== EXERCISE DETAILS ==
Continue the article about Nicholas Latifi's mixed feelings on leaving Formula 1 from the point where it stops.

== PASSAGE ==
Nicholas Latifi admits to having mixed feelings about the looming end of his Formula 1 career.
The Canadian has lost his seat after a third year with Williams, and says he is “still evaluating” what his next move will be.
“Indycar is a category I am thinking about,” the 27-year-old told the Dutch magazine Formule 1. “It’s one of the few classes I like to watch when I’m not racing because it’s exciting and good racing.
“I’d be lying if I didn’t say there are some talks with some Indycar teams.”
Latifi is even open to the idea of enjoying Indycar even more, especially after hearing the retiring Sebastian Vettel say he will “miss the adrenaline” of wheel-to-wheel fights like the one he had with Kevin Magnussen in Mexico.
“Sporting-wise, it was challenging,” he says. “On the other hand, you’re driving a rear-guard car, but it’s still a Formula 1 car.
“This year, unfortunately, we took a step back, while we hoped to compete in the middle bracket like Alfa Romeo, Haas and Aston Martin. They can’t take points in every race either, but they are in a fight every race.
“I had to think about that after Sebastian’s comments after his brilliant fight with Kevin Magnussen in Austin. How many times have I had that kind of feeling in my three years in Formula 1? Maybe three.
“Unfortunately we didn’t get to fight very often. You then drive many races against yourself, or against laptimes that your teammate does. I wish I could have experienced that real racing more.

== SUPPLIED MATERIAL ==
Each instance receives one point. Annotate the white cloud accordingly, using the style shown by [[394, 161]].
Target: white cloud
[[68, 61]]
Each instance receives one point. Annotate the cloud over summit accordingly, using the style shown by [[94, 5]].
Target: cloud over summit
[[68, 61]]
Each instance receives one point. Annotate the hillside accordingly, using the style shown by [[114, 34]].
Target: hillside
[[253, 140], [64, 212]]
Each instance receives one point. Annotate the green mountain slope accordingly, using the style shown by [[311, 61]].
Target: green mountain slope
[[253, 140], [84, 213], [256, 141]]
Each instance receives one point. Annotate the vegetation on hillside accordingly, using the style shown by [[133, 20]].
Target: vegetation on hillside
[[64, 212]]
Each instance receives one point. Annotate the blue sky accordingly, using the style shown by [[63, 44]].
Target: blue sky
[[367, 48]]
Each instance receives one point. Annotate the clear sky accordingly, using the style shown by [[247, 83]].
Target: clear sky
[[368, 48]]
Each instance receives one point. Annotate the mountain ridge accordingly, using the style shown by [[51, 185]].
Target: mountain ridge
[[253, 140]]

== ANSWER SPACE ==
“Because that’s what I like most about racing. If you don’t experience that feeling often enough, it isn’t there for a long time, you have to ask yourself ‘have I really raced a lot in the last three years?’
“No. So was the passion in that sense as high as I’d like? No,” Latifi said.
Those challenges were then compounded by today’s social media toxicity, in which Latifi received death threats after the 2021 finale and was called ‘Goatifi’ online.
“Some of the fans were clearly a lot more negative – clearly not a fan of mine. When things don’t go well, there are always people who jump on it to criticise,” he said.
“I know I have my own sincere fan base – people who have a more accurate picture of me as a person. Then on the other side you have the less sincere, which also applies to many media – including major ones – who choose to organise their business in this way.
“I try not to worry about it and I haven’t been on social media all year either because there are more negative than nice things.”